__Stated goal__
Collect every line of the rows below that contains the word "appear", and output those lines in their original order.
--- begin ---
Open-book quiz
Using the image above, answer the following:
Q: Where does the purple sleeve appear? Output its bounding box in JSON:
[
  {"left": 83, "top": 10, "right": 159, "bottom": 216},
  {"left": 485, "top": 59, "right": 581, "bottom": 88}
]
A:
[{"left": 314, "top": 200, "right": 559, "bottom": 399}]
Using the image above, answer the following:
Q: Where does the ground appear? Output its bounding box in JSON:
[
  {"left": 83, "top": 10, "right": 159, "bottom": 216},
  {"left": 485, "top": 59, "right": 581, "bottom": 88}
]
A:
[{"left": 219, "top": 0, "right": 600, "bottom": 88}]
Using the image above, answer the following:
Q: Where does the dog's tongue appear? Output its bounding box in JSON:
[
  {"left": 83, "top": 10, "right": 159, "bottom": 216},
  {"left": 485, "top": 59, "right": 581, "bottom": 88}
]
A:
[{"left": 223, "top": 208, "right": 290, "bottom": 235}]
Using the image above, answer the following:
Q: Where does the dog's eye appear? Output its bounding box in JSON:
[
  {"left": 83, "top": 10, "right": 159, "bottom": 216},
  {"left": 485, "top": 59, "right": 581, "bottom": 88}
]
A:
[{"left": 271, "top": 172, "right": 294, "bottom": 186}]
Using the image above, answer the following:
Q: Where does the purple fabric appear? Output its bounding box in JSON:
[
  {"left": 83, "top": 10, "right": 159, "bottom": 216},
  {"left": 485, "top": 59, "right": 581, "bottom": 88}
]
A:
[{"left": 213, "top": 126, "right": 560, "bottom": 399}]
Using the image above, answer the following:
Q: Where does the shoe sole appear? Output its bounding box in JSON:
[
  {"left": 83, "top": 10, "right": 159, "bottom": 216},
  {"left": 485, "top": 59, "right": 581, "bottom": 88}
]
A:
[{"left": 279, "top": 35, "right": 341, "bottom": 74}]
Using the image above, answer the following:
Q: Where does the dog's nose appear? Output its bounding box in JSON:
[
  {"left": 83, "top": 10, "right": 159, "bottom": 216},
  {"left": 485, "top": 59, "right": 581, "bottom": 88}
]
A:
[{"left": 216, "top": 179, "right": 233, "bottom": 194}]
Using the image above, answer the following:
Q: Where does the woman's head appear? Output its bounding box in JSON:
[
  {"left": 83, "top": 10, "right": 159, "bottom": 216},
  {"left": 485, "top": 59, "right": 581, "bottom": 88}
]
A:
--- end ---
__Solution below__
Q: Where does the purple sleeve appear? Output its bounding box in JSON:
Q: Where does the ground appear? Output its bounding box in JSON:
Q: Where does the dog's tongue appear? Output its bounding box in JSON:
Q: Where does the dog's eye appear? Output its bounding box in JSON:
Q: Where does the purple fabric appear? Output its bounding box in JSON:
Q: Where does the shoe sole appear? Output its bounding box in JSON:
Q: Where does the dog's nose appear? Output its bounding box in JSON:
Q: Where does the woman's head appear? Output its bounding box in JSON:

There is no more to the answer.